- Text provided
(begin)

THE NEED OF POISE IN LIFE
Lack of poise has always been an obstacle to those who are imbued with
the desire to succeed.
In every age the awkwardness born of timidity has served to keep back
those who suffered from it, but this defect has never been so great a
drawback as in the life of to-day.
The celebrated phrase of the ancient Roman writer who said, "Fortune
smiles on the brave," could very well serve as our motto
nowadays, with
this slight alteration: "Fortune smiles on those who are possest of
poise."
At this point let us attempt an exact definition of poise.
It is a quality which enables us to judge of our own value, and which,
in revealing to us the knowledge of the things of which we are really
capable, gives us at the same time the desire to accomplish them.
It is not a quality wholly simple. On the contrary, it is a composite of
many others all of which take part in the molding of that totality which
bears the name of poise.
It may be well to pass in review the principal qualities of which it is
composed, that one may characterize as follows:
Will.
Reason.
Knowledge of one's own value.
Correctness of judgment.
Sincerity toward oneself.
The power of resisting the appeals of self-love.
Contempt of adverse criticism.
Pride that is free from vanity.
A definite and clearly conceived ambition.
Will, as is well known, is the pivot of all our resolutions, whether the
question for the moment be how to form them or how to keep them when
formed.
A man without will-power is a straw, blown about by every wind and
carried, whether he will or no, into situations in which he has no valid
reason for finding himself.
Without the will-power which enables us to take a firm hold of ourselves
and to get a grip upon our impressions, they will remain vague and
nebulous without presenting to us characters of sufficient definiteness
to enable us to direct them readily into the proper channels.

(end)

- Data supplied
(begin)

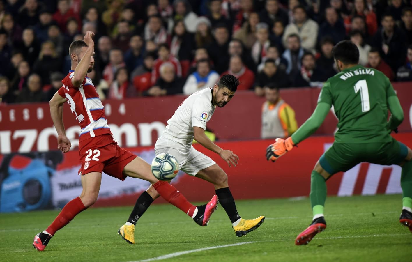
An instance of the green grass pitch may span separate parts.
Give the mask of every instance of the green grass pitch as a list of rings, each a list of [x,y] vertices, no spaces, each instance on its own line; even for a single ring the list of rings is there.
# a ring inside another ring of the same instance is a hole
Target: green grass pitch
[[[58,232],[42,252],[32,247],[33,237],[58,211],[1,214],[0,261],[136,261],[192,250],[164,261],[410,261],[412,234],[398,220],[401,199],[329,197],[326,230],[300,246],[295,239],[311,219],[307,198],[237,201],[244,218],[266,216],[260,228],[243,237],[235,236],[221,206],[209,226],[201,227],[171,205],[154,205],[138,223],[135,245],[117,234],[131,207],[91,208]]]

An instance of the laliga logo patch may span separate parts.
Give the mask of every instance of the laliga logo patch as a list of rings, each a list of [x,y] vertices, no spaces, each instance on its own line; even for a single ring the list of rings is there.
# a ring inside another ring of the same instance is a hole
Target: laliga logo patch
[[[206,122],[207,119],[207,112],[203,112],[200,115],[200,121]]]
[[[87,168],[89,167],[89,165],[90,164],[90,162],[89,161],[86,161],[84,162],[84,169],[87,169]]]

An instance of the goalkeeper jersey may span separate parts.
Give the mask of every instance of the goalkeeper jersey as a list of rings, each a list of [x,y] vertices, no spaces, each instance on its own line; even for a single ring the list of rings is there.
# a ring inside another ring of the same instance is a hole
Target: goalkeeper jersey
[[[396,95],[383,73],[357,65],[328,79],[318,103],[334,106],[339,119],[336,143],[389,142],[387,100]]]

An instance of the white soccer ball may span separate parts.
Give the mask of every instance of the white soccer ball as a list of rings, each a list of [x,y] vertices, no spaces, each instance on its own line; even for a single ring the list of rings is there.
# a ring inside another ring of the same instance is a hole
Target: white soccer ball
[[[159,180],[174,178],[179,172],[179,163],[175,157],[166,153],[159,154],[152,161],[152,173]]]

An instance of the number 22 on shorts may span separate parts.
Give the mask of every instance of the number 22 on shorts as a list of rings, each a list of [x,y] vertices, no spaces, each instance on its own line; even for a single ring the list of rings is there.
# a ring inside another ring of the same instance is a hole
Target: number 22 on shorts
[[[87,154],[87,155],[86,156],[86,158],[84,159],[85,161],[90,161],[90,160],[99,161],[99,159],[97,157],[100,155],[100,150],[98,149],[95,149],[93,151],[92,151],[91,149],[89,149],[86,152],[86,153]],[[91,155],[92,154],[94,154],[94,155],[93,155],[93,157],[90,158],[90,157],[91,157]]]

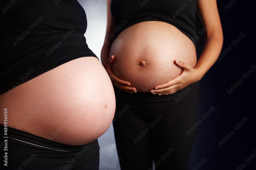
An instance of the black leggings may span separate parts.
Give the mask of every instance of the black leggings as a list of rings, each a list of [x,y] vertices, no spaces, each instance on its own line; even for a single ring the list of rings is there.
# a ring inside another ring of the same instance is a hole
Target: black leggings
[[[198,84],[160,96],[114,87],[113,124],[122,170],[153,169],[153,160],[158,170],[187,170],[195,137],[189,127],[198,119]]]
[[[97,140],[83,145],[69,145],[9,127],[6,136],[3,125],[0,125],[0,169],[99,169],[100,148]],[[6,136],[8,137],[4,137]],[[5,151],[6,146],[7,150]],[[8,166],[3,165],[5,152]]]

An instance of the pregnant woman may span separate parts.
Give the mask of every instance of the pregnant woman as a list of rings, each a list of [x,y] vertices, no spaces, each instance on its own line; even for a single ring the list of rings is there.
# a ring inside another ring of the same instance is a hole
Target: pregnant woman
[[[1,3],[1,169],[98,169],[97,139],[115,100],[86,44],[83,9],[73,0],[12,1]]]
[[[154,160],[157,169],[187,169],[195,134],[186,131],[197,121],[198,82],[222,46],[216,1],[110,0],[108,5],[101,60],[114,86],[121,168],[152,169]],[[197,9],[206,30],[197,62]]]

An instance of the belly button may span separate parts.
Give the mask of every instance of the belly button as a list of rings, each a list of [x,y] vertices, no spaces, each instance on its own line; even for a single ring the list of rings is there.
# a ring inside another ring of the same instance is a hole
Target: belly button
[[[139,64],[141,66],[143,66],[146,64],[146,62],[144,61],[141,61],[139,63]]]

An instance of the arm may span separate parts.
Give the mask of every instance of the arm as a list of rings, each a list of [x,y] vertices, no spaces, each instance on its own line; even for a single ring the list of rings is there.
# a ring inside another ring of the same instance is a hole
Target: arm
[[[132,93],[137,92],[136,89],[129,86],[131,83],[127,82],[121,80],[113,72],[111,67],[111,63],[114,60],[114,56],[112,55],[109,57],[110,49],[114,41],[114,38],[112,35],[114,35],[114,29],[116,26],[116,24],[113,19],[110,12],[110,4],[111,0],[108,0],[107,17],[107,30],[104,44],[101,49],[101,58],[102,65],[106,69],[109,75],[111,77],[113,85],[123,91]],[[111,37],[110,39],[108,38]]]
[[[193,68],[181,61],[176,60],[176,64],[183,69],[181,73],[167,83],[156,86],[151,93],[168,95],[180,90],[200,80],[217,60],[222,47],[223,38],[216,0],[198,0],[198,8],[204,26],[206,26],[208,22],[212,23],[212,25],[206,32],[206,39],[197,63]]]

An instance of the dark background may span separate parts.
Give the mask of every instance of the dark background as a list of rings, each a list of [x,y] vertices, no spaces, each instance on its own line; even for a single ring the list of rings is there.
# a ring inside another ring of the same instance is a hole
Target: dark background
[[[200,169],[235,170],[239,169],[238,166],[243,163],[246,166],[243,169],[256,169],[256,157],[248,164],[245,161],[256,150],[256,71],[246,79],[242,76],[251,66],[256,64],[254,33],[252,31],[255,29],[255,9],[252,2],[217,1],[224,37],[221,54],[229,46],[232,48],[200,81],[200,116],[209,111],[210,106],[216,109],[205,120],[199,118],[202,123],[196,129],[189,169],[197,169],[192,168],[205,158],[207,161]],[[225,5],[228,6],[229,2],[234,3],[226,9]],[[199,19],[197,33],[202,28]],[[233,46],[231,42],[243,32],[246,35]],[[199,39],[198,56],[200,56],[204,38],[202,36]],[[227,90],[230,90],[230,86],[233,87],[235,82],[241,79],[243,82],[229,95]],[[236,131],[233,127],[246,117],[249,120]],[[234,134],[220,147],[219,142],[232,130]]]

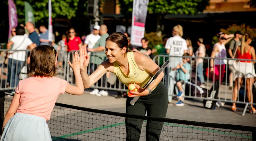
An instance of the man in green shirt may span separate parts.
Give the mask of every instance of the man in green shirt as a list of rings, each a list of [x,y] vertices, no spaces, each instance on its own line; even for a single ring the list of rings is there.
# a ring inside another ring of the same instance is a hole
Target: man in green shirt
[[[100,29],[100,34],[101,37],[97,41],[95,45],[92,49],[88,49],[88,51],[92,52],[91,54],[90,61],[91,61],[91,69],[93,71],[97,69],[99,65],[107,59],[106,56],[105,54],[105,46],[106,44],[106,39],[109,35],[107,33],[107,28],[105,24],[101,26]],[[101,80],[102,79],[102,80]],[[99,80],[98,81],[98,86],[99,87],[105,87],[106,83],[106,75]],[[101,81],[102,81],[102,86],[101,85]],[[97,84],[97,83],[95,83]],[[90,94],[96,95],[97,96],[107,96],[107,91],[103,90],[99,90],[95,89],[90,92]]]
[[[165,36],[163,37],[162,40],[163,44],[157,44],[155,47],[154,49],[152,50],[152,54],[154,54],[155,56],[157,55],[168,55],[168,54],[166,53],[166,50],[165,48],[165,44],[166,41],[169,38],[167,36]],[[158,64],[158,58],[159,60],[159,63]],[[164,60],[163,57],[160,57],[156,58],[156,63],[158,64],[160,67],[164,64],[164,63],[167,60],[167,57],[165,57],[166,60]]]

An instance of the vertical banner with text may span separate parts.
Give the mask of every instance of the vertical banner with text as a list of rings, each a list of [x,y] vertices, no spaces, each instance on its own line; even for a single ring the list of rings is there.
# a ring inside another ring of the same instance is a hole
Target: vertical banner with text
[[[33,23],[34,26],[35,27],[35,22],[34,14],[32,7],[27,2],[24,2],[24,5],[25,5],[25,23],[31,22]]]
[[[141,46],[141,40],[144,37],[149,0],[133,0],[131,44]]]
[[[9,16],[9,34],[8,41],[12,36],[12,29],[18,25],[18,18],[15,4],[12,0],[8,0]]]
[[[53,40],[53,37],[52,35],[52,1],[49,0],[49,3],[48,3],[49,8],[49,18],[48,19],[48,40],[50,42],[50,45],[52,45],[51,42]]]

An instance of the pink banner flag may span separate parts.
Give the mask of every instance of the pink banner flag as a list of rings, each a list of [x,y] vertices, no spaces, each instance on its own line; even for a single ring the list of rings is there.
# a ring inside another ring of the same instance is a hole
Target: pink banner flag
[[[8,39],[12,35],[12,29],[18,25],[18,18],[15,4],[12,0],[8,0],[9,14],[9,35]]]

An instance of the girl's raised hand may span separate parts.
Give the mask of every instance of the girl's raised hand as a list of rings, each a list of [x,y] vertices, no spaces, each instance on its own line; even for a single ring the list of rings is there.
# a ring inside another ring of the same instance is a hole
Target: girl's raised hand
[[[79,70],[81,67],[81,60],[83,59],[83,57],[81,58],[82,59],[79,57],[79,55],[77,52],[76,52],[73,55],[73,61],[72,64],[69,61],[68,61],[71,68],[74,71],[80,71]]]
[[[80,48],[80,57],[81,60],[81,68],[84,69],[87,68],[90,61],[90,56],[87,54],[86,47],[82,46]]]

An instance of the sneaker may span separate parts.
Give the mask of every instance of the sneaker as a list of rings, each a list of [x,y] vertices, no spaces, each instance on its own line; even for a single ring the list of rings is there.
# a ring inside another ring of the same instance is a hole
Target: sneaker
[[[252,114],[256,113],[256,110],[255,110],[255,108],[253,107],[252,109],[252,107],[251,107],[251,106],[249,106],[249,107],[251,107],[250,109],[249,109],[249,111]]]
[[[177,97],[179,98],[183,95],[183,91],[179,92],[178,95],[177,95]]]
[[[205,86],[204,86],[204,84],[203,84],[199,86],[201,87],[202,88],[203,88],[204,89],[204,88],[205,88]]]
[[[105,91],[104,90],[101,91],[99,93],[99,94],[101,94],[103,97],[106,97],[108,95],[108,93],[107,92],[107,91]]]
[[[235,112],[236,111],[237,111],[237,107],[232,106],[232,107],[231,108],[231,110],[234,112]]]
[[[184,103],[183,103],[183,102],[182,102],[182,101],[180,101],[177,102],[174,104],[174,105],[177,106],[184,106]]]
[[[95,95],[98,93],[99,93],[99,90],[97,89],[95,89],[89,93],[90,95]]]

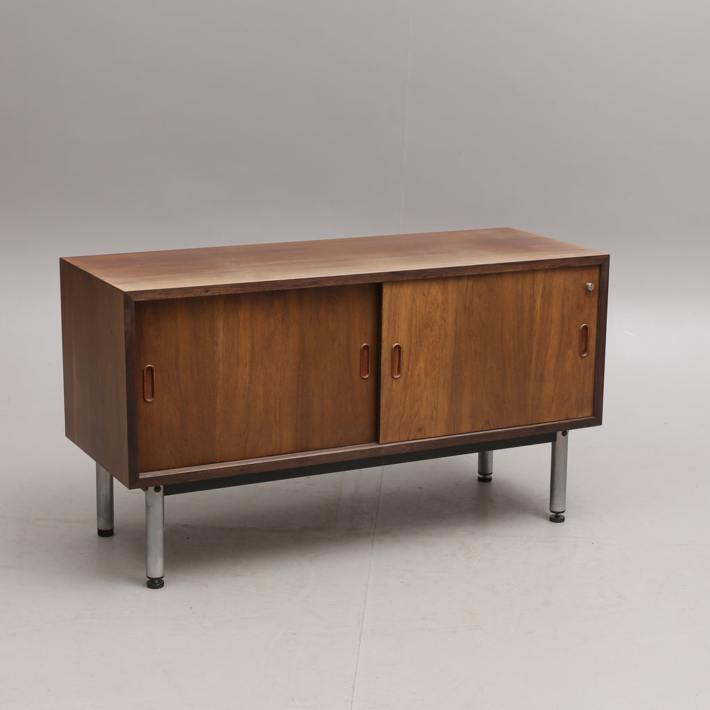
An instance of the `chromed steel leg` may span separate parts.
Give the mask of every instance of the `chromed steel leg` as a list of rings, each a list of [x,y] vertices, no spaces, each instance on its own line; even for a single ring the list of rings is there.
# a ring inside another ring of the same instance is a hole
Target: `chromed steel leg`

(end)

- Your tasks
a) Decide whether each statement agrees with the passage on poise, answering yes or no and quoting the words of the passage that settle it: (i) Poise is a wholly simple quality. (ii) A man without will-power is compared to a straw. (iii) The ancient Roman writer said that fortune smiles on the wise.
b) Please extend the passage on poise from the point where it stops.
The rows have nothing to do with the passage on poise.

- Written answers
a)
(i) No: "It is not a quality wholly simple."
(ii) Yes: "A man without will-power is a straw, blown about by every wind"
(iii) No: "Fortune smiles on the brave,"

b)
It is will-power which gives us the force to maintain a resolution which
will lead us to the hoped-for goal of success.
It is will-power also which enables us to correct the faults which stand
in the way of the acquiring of poise.
We are not now speaking of those idle fancies which are no more than
manifestations of nervousness. We have in mind rather that controlled
and enduring purpose which arms the heart against the assaults of the
emotions by giving it the strength to overcome them.
There are many cases even in which will-power has led to their entire
suppression.
This happens more particularly in the case of those artificial emotions
that the man of resolution ignores completely, but which cause agony to
the timid who do not know how to escape them, and exaggerate them to
excess.
This abnormal development of their personalities is the peculiarity of
the timid, which their fitful efforts of will only heighten, alienating
from them the sympathy which might be of assistance to them.
They take refuge in a species of mischievous and fruitless activity,
leaving the field open to the development of all sorts of imaginary ills
that argument does not serve to combat.
Their ego, whose importance is in no way counterbalanced by their
appreciation of the friends they keep at a distance, fills their entire
existence to such an extent that they have no doubt whatever that, when
they are in public, every eye is, of necessity, fixt upon them.
Their negative will leaves them at the mercy of every sort of emotion,
which, in arousing in them the necessity of a reaction they feel
themselves powerless to realize, reduces them to a state of inferiority
that, when it becomes known, is the source of grave embarrassment to
them.
The power of will which sustains those who wish to acquire the habit of
poise is, then, the capacity to accomplish acts solely because one has
the ardent desire to achieve them.
We are now speaking, understand, neither of extreme heroism or of
impossibilities.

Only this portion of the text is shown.